▸ **Problem details**
Write out, word for word, the passage in the text about the encounter with the homeless man, from "He sat there" to "learning and accomplishments.".

▸ **Document**
------
I said, "Thanks," and continued wiping off my car.
He sat there quietly as I worked. The expected plea for money never came. As the silence between us widened something inside said, "Ask him if he needs any help." I was sure that he would say "yes" but I held true to the inner voice.
"Do you need any help?" I asked.
He answered in three simple but profound words that I shall never forget. We often look for wisdom in great men and women. We expect it from those of higher learning and accomplishments.
I expected nothing but an outstretched grimy hand. He spoke the three words that shook me. "Don't we all?" he said.
I was feeling high and mighty, successful and important, above a bum in the street, until those three words hit me like a twelve gauge shotgun. Don't we all?
I needed help. Maybe not for bus fare or a place to sleep, but I needed help. I reached in my wallet and gave him not only enough for bus fare, but enough to get a warm meal and shelter for the day. Those three little words still ring true. No matter how much you have, no matter how much you have accomplished, you need help too. No matter how little you have, no matter how loaded you are with problems, even without money or a place to sleep, you can give help. Even if it's just a compliment, you can give that. You never know when you may see someone that appears to have it all. They are waiting on you to give them what they don't have. A different perspective on life, a glimpse at something beautiful, a respite from daily chaos that only you through a torn world can see. Maybe the man was just a homeless stranger wandering the streets. Maybe he was more than that. Maybe he was sent by a power that is great and wise, to minister to a soul too comfortable in them.
------
▸ **Material provided**

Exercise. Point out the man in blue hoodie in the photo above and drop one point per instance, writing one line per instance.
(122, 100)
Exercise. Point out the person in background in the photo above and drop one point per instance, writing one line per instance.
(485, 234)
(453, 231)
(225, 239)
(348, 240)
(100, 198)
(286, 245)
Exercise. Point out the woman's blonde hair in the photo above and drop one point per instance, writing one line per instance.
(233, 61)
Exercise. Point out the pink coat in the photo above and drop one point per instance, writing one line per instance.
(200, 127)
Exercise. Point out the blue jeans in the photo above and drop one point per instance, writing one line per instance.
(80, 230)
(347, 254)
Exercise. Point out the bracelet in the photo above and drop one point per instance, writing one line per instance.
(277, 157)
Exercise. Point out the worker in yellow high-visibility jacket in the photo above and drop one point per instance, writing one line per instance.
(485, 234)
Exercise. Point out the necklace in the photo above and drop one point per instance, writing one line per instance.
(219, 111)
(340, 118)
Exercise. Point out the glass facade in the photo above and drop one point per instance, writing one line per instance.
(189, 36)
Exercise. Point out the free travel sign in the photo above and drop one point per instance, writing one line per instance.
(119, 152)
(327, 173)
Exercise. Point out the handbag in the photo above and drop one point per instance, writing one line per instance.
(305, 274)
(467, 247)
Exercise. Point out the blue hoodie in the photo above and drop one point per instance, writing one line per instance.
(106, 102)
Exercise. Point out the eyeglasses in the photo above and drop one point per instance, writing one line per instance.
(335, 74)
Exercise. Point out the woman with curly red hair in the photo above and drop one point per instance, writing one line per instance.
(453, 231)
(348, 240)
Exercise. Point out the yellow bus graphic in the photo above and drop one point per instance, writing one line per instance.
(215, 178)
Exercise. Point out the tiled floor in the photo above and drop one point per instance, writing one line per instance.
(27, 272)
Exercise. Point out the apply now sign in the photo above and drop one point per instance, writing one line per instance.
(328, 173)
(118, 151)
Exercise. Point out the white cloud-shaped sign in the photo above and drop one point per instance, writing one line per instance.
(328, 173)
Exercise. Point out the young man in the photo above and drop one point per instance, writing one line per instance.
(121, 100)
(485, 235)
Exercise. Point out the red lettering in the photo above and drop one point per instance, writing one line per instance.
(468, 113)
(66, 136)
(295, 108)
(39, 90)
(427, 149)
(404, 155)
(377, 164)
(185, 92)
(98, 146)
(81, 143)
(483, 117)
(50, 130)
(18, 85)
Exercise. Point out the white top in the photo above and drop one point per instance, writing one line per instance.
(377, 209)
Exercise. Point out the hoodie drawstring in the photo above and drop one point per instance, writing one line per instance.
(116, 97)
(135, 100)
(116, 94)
------
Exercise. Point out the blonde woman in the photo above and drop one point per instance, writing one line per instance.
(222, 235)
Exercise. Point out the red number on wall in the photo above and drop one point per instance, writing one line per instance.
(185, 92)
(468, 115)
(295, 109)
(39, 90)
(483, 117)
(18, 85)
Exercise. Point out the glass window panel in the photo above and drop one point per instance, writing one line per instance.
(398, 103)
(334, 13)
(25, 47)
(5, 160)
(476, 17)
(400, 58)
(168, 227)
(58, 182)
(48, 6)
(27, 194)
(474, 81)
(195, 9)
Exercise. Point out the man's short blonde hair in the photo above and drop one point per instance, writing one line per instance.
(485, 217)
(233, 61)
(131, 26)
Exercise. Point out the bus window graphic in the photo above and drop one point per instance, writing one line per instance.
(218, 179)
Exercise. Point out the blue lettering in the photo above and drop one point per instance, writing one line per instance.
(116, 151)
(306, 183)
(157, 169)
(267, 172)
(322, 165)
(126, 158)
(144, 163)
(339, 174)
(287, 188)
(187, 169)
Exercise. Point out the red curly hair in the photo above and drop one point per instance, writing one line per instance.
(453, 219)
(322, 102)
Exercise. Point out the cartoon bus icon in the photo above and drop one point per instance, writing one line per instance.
------
▸ **Output of the task**
He sat there quietly as I worked. The expected plea for money never came. As the silence between us widened something inside said, "Ask him if he needs any help." I was sure that he would say "yes" but I held true to the inner voice.
"Do you need any help?" I asked.
He answered in three simple but profound words that I shall never forget. We often look for wisdom in great men and women. We expect it from those of higher learning and accomplishments.